:: EXTRACTED ENTRIES ::

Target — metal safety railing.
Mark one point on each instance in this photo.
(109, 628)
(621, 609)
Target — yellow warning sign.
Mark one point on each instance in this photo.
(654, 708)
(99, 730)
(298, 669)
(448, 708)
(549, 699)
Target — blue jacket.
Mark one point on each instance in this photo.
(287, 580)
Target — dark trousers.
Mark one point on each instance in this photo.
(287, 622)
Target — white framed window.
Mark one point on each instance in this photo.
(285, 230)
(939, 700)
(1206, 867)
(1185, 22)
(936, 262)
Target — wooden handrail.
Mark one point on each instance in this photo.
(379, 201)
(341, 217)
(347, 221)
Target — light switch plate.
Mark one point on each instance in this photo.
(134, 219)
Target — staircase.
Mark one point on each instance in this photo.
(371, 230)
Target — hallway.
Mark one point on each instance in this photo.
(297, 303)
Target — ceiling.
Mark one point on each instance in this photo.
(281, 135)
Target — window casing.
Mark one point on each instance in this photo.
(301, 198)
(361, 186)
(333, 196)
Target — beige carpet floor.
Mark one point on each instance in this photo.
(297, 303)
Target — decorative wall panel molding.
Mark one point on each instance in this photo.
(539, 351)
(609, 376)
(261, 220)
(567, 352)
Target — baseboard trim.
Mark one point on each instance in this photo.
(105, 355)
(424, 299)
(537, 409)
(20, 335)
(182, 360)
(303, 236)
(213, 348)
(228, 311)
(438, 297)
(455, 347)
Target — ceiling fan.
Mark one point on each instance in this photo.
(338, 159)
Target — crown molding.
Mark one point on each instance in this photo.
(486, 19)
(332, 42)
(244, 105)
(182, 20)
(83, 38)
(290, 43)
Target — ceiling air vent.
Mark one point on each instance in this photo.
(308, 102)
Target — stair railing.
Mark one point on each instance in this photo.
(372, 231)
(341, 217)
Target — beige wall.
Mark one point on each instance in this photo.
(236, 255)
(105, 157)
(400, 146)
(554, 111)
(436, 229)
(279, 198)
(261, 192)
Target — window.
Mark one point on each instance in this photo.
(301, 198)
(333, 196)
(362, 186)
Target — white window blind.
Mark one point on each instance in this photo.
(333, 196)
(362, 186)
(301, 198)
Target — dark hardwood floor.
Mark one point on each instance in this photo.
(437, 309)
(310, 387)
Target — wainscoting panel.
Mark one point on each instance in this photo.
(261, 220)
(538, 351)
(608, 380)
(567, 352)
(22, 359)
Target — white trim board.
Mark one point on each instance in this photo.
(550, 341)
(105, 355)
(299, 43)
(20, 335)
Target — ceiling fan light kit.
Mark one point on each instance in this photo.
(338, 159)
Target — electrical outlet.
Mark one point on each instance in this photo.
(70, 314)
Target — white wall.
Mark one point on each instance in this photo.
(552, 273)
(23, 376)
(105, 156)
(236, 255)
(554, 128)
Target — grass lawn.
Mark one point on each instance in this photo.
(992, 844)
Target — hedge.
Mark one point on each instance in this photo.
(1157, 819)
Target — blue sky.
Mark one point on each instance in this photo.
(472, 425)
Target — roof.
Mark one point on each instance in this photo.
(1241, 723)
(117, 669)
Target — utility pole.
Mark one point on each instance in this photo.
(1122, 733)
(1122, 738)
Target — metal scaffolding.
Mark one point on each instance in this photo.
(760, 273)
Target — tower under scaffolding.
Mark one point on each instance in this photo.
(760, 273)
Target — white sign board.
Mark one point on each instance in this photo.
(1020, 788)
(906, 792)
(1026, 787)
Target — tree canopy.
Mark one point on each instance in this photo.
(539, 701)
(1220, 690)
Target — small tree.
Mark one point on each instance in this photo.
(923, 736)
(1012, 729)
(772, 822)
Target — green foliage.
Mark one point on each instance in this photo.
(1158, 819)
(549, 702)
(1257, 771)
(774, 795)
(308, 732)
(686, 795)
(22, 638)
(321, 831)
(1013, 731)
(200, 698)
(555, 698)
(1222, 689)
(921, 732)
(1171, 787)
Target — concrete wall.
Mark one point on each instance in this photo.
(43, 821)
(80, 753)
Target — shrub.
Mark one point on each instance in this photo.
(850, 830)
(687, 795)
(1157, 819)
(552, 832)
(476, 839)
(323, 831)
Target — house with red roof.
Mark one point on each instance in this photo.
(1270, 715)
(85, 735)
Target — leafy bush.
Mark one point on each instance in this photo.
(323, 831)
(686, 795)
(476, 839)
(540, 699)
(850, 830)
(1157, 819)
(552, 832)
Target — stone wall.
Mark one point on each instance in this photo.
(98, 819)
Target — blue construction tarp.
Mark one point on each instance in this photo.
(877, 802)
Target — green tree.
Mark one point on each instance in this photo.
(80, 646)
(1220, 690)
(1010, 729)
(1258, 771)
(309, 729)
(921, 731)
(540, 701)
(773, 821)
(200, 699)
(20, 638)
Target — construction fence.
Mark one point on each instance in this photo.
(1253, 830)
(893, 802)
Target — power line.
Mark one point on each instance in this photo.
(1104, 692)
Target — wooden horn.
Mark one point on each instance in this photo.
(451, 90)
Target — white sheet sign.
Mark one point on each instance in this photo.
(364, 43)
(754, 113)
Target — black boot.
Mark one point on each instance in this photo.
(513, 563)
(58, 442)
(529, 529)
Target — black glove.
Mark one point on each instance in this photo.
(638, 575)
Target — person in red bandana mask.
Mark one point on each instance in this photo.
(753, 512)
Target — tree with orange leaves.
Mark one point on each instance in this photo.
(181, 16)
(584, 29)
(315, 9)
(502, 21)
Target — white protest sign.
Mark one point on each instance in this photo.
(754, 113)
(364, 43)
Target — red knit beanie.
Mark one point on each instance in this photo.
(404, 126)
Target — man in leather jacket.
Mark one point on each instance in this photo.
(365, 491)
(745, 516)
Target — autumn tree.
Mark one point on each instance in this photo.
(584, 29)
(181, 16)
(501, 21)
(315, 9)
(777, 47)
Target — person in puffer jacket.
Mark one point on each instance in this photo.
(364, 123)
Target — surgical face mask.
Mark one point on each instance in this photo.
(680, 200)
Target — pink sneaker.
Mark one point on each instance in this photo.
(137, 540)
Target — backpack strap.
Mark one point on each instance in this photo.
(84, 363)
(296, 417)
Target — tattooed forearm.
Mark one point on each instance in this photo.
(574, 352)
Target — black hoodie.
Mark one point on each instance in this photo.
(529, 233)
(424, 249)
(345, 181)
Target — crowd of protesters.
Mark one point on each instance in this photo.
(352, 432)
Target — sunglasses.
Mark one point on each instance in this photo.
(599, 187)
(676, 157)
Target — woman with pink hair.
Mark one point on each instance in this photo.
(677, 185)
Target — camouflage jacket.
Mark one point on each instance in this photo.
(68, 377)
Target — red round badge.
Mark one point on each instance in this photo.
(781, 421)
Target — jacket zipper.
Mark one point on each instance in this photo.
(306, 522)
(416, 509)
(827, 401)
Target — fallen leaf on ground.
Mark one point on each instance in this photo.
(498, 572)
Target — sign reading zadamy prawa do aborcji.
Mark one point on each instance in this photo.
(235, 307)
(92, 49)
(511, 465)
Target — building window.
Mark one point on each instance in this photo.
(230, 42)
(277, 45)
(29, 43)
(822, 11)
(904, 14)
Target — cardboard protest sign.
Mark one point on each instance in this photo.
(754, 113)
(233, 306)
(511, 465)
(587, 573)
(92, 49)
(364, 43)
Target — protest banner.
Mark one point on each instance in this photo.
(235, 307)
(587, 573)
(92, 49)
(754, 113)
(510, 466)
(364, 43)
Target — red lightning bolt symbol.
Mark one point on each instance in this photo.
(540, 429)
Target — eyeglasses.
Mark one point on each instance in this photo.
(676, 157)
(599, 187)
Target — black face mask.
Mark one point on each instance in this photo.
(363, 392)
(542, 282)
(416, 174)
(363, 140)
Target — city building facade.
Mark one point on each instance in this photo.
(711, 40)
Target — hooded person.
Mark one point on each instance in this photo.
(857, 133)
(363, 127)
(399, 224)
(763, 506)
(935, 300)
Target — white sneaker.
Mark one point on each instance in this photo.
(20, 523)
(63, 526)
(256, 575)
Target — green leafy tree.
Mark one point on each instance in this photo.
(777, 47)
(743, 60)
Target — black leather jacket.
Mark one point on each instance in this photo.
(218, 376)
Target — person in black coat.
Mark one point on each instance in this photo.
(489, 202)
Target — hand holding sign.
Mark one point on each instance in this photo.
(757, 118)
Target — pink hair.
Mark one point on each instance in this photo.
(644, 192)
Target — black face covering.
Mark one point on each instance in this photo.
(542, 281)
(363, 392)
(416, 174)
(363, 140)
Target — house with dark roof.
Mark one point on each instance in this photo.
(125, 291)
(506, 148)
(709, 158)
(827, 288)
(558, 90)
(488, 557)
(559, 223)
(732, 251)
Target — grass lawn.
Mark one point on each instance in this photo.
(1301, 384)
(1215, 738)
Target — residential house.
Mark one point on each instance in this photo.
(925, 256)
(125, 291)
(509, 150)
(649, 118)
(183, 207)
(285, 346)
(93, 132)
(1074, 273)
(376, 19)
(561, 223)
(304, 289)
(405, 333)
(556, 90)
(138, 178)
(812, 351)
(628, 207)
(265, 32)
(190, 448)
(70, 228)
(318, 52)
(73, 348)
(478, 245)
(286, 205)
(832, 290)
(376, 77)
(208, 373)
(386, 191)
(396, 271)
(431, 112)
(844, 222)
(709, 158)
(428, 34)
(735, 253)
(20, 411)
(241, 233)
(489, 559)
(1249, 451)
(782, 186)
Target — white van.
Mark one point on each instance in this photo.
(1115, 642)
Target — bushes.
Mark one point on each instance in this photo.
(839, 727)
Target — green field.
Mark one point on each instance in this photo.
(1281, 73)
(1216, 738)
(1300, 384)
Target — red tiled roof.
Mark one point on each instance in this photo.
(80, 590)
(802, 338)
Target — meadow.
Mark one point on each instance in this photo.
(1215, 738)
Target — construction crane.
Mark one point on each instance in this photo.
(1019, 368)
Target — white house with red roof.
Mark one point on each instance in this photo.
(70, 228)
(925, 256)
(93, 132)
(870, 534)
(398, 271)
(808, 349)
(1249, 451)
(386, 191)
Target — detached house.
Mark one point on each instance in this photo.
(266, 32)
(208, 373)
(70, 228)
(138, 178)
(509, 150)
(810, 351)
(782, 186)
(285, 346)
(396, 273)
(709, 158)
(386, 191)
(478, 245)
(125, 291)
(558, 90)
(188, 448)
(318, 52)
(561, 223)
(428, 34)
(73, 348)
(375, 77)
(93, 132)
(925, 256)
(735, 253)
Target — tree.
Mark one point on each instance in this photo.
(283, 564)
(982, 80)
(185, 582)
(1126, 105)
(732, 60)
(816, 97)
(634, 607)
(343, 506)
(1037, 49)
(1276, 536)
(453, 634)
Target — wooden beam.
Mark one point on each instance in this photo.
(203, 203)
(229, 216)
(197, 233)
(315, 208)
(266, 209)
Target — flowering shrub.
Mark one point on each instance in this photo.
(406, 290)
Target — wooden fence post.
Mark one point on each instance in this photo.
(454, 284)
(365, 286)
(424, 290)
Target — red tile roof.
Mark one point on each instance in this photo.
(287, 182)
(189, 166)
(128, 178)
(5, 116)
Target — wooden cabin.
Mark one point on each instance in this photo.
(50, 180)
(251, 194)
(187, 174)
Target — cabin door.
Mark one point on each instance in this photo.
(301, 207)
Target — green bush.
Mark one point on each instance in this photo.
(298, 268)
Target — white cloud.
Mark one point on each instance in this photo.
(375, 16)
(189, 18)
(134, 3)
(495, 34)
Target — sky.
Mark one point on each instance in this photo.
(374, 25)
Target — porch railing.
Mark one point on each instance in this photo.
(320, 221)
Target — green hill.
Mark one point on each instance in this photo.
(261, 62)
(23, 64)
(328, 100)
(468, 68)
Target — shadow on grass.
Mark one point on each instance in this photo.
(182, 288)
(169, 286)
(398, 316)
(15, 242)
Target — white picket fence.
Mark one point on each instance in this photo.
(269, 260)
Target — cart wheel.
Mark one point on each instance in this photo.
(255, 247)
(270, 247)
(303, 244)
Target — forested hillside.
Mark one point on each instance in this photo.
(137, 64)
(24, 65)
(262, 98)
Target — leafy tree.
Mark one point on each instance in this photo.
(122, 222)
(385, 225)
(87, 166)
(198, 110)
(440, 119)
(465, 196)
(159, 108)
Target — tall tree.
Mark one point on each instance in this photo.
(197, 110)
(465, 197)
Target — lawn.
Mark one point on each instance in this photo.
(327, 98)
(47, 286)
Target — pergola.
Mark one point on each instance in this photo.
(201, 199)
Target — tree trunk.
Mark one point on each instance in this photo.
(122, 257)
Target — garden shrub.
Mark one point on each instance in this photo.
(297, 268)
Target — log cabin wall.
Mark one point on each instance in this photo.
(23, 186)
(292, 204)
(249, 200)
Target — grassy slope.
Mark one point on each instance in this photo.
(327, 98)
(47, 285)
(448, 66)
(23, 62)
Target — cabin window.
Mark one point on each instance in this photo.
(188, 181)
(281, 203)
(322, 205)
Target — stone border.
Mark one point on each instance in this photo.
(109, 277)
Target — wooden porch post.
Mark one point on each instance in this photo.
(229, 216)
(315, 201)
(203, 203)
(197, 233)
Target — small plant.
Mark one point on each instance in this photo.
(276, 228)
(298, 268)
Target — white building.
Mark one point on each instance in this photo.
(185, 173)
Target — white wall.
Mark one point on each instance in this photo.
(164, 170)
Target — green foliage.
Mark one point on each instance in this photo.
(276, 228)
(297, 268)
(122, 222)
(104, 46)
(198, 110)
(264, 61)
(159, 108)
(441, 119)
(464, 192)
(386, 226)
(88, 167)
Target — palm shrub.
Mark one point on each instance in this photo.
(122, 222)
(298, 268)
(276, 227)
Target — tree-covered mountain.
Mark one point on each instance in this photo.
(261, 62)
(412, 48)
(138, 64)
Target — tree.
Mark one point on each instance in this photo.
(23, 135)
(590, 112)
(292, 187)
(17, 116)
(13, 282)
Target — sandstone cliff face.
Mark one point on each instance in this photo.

:: THE REQUEST ::
Please extract exactly, and only, the lines from the line containing "Target — small plant." through the last line of the records.

:: SOLVED EXERCISE ::
Target — small plant.
Mark one point on each instance in this photo.
(276, 228)
(298, 268)
Target — white building.
Mark one point on each instance in this photo.
(185, 173)
Target — white wall.
Mark one point on each instance in this photo.
(164, 170)
Target — green foliage.
Mark one point on each instance in this photo.
(276, 228)
(297, 268)
(122, 222)
(104, 46)
(198, 110)
(264, 61)
(159, 108)
(441, 119)
(464, 192)
(386, 226)
(88, 167)
Target — palm shrub.
Mark one point on each instance in this photo.
(122, 222)
(298, 268)
(276, 227)
Target — tree-covered mountain.
Mark one point on each instance in this photo.
(261, 62)
(412, 48)
(138, 64)
Target — tree.
Mark one point on each instance in this photo.
(23, 135)
(590, 112)
(292, 187)
(17, 116)
(13, 282)
Target — sandstone cliff face.
Mark one point on each instance in this photo.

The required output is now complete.